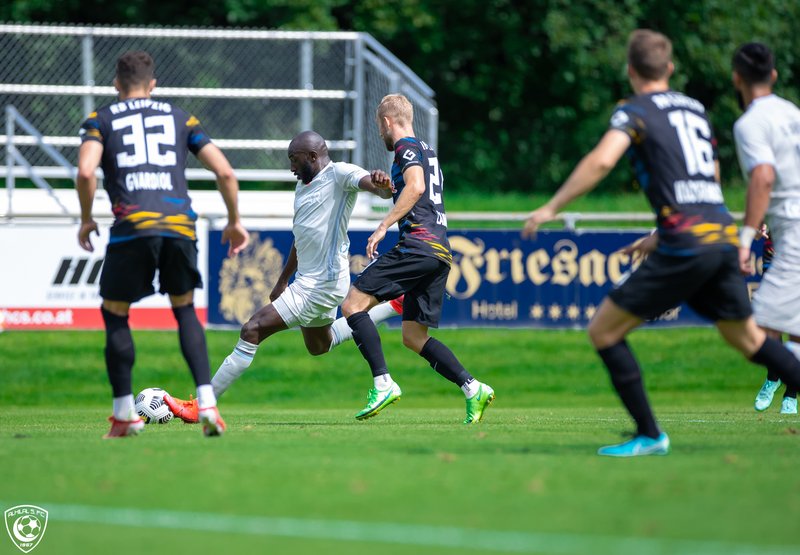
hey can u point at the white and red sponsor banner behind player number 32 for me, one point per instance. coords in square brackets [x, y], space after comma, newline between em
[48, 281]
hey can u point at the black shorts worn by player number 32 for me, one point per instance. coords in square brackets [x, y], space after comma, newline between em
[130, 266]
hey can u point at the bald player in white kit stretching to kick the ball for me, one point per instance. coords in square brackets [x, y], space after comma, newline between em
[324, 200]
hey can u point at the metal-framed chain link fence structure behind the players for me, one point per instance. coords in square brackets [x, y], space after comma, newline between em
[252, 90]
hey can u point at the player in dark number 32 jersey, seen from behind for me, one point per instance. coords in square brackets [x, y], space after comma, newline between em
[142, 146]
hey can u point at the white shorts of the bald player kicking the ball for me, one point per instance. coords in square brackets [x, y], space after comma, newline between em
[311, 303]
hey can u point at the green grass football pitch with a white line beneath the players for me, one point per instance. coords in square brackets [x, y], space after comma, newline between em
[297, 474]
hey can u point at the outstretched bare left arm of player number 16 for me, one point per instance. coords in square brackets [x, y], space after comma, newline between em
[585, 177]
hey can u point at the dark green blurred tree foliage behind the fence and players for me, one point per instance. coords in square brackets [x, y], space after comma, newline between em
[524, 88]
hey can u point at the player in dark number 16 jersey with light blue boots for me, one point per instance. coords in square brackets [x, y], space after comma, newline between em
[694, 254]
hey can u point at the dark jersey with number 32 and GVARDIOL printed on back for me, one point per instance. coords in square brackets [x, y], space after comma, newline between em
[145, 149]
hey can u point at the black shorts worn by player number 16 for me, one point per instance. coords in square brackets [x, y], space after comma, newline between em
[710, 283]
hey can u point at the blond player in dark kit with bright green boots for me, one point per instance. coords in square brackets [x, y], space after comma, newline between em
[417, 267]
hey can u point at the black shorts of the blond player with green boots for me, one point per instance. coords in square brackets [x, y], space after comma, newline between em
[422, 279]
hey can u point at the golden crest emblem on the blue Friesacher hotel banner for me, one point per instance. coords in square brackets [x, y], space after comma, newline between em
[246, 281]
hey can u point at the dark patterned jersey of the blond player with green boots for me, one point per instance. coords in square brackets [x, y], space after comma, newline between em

******

# [Task to carry out]
Every line from the one containing "hey can u point at the golden" to the end of the material above must be written out exactly. Nothing else is wanted.

# [The answer]
hey can u point at the golden crest emblem on the blue Friesacher hotel banner for me, one point per instance. coords in square brackets [x, y], space after comma, newline between em
[246, 281]
hey can u point at the dark patterned jersey of the blond player with green boots for me, one point per instance. coords in square brackets [x, y], space after comma, newline between em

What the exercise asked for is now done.